**PROBLEM**: Would you retype every entry that follows without altering a word?

[Data items]
──────
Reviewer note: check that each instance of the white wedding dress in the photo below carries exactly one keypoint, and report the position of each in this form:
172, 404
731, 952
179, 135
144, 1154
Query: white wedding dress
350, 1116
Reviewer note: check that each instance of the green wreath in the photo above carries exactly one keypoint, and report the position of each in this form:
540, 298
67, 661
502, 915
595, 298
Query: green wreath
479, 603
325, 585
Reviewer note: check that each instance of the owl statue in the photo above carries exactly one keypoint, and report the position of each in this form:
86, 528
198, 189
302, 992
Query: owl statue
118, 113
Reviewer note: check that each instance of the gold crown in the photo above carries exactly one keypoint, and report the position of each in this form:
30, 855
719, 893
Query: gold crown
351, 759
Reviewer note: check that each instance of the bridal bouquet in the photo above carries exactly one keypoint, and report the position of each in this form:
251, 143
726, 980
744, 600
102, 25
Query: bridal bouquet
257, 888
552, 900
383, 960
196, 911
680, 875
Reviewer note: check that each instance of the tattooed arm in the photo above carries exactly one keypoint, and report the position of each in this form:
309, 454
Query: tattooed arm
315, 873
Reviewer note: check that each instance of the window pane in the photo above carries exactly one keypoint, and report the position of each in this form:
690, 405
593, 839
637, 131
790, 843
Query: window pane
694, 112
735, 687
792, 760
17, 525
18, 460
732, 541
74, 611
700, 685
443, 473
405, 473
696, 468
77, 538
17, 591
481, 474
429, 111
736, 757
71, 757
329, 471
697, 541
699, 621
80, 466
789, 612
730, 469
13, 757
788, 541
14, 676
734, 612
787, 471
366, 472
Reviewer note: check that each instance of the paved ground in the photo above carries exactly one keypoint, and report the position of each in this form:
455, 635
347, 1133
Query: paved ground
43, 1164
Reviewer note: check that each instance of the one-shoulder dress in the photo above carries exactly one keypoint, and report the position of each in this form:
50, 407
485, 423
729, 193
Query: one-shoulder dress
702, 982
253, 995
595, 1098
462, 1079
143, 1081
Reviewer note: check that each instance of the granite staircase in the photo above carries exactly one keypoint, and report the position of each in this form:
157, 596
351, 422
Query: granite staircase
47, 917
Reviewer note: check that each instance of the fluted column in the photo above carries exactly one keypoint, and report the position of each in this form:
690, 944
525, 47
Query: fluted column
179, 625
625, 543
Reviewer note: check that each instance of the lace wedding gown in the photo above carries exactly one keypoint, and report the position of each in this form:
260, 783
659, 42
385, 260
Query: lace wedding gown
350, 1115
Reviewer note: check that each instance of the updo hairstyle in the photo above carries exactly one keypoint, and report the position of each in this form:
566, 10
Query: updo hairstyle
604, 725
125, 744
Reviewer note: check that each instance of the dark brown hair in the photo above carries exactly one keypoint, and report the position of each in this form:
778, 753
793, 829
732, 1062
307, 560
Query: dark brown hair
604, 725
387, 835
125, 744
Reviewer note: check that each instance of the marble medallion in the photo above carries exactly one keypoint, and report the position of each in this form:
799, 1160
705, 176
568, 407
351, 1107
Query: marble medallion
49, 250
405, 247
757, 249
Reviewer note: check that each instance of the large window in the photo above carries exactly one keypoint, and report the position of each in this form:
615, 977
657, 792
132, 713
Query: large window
──────
**TASK OUTPUT**:
Reviewer note: check that each instance of the white wedding dress in the photo below carries exactly one keypoint, and report the position of each in this form:
172, 404
731, 952
179, 135
144, 1154
Query: white wedding dress
350, 1116
Reviewer note: check that each instance of the green wreath in the photo above carries exactly one keypoint, and report the position of each in this form:
540, 298
67, 661
502, 915
595, 298
Query: green wreath
479, 603
325, 585
Reviewer note: check that each instance of the owl statue in the photo above carries exactly one keypoint, and report the position of each in this form:
86, 528
198, 189
302, 992
Query: owl statue
118, 113
Reviewer note: check that each instance of the gold crown in the photo above carries exactly one keypoint, and report the position of each in this form:
30, 855
719, 893
Query: gold crown
351, 759
Reviewer note: check that each instance of the bridal bouquet in the photo above carries exactly one keypoint, and report the position of each in this form:
251, 143
726, 980
744, 600
102, 25
Query: bridal bouquet
257, 888
552, 900
383, 960
196, 911
680, 875
Reviewer note: check that each instance of the tattooed arm in the photo above carries exactly one keypoint, and report the position of each in this form:
309, 454
Query: tattooed arm
315, 873
Reviewer note: check that each instance of the window pane in the photo above carries exactly one keypoint, and report the position of each in this form:
690, 405
593, 839
637, 131
790, 843
Query: window pane
694, 112
735, 687
792, 760
17, 525
18, 460
732, 541
74, 611
700, 685
443, 473
405, 473
696, 468
77, 538
17, 591
481, 474
429, 111
736, 757
71, 757
329, 471
697, 541
699, 621
80, 466
789, 612
730, 469
13, 757
788, 541
14, 676
734, 612
787, 471
366, 472
Reviewer note: check that each instance of the paved ground in the photo above carries exactly one keypoint, and report the position of each in this form:
455, 635
347, 1133
Query: paved ground
43, 1164
Reviewer note: check that each instance of the one-shoulder dress in the photo above carries exactly one keypoint, and report the position of each in this form:
50, 407
485, 423
729, 193
Query: one-shoulder dress
702, 982
253, 995
595, 1098
462, 1079
143, 1081
Reviewer note: check that each instance of the granite staircase in the photo above carries exactly one keypoint, and report the position of each in this form:
157, 596
351, 422
Query: granite staircase
47, 917
Reviewer note: check that each instance of the fluted column in the photo above carries exactly one keypoint, and report the position of each in this form:
690, 944
525, 47
Query: fluted column
179, 625
625, 543
Reviewer note: check that each instance of the lace wedding gown in the photo above carries exactly one keypoint, and report the position of each in this form:
260, 783
659, 42
385, 260
Query: lace wedding gown
350, 1115
Reviewer note: check that each instance of the updo hairstyle in the photo above carries exactly one keypoint, and report the position of each in this form:
566, 10
Query: updo hairstyle
604, 725
125, 744
Reviewer note: check that each instance of the dark brown hair in the photo above carries exactly one keypoint, and report the position of each in this form:
778, 753
793, 829
732, 1062
307, 560
Query: dark brown hair
604, 725
387, 835
125, 744
Reviewer note: check that each instance of the marble medallion in the photo above carries exactly one keypoint, and report the position of each in this form:
799, 1160
705, 176
568, 407
351, 1107
Query: marble medallion
49, 250
405, 247
757, 249
Reviewer note: check that each instance of the large window in the photo above carries exactly one keypoint, and report the position of each in this form:
615, 977
657, 792
132, 713
Query: large window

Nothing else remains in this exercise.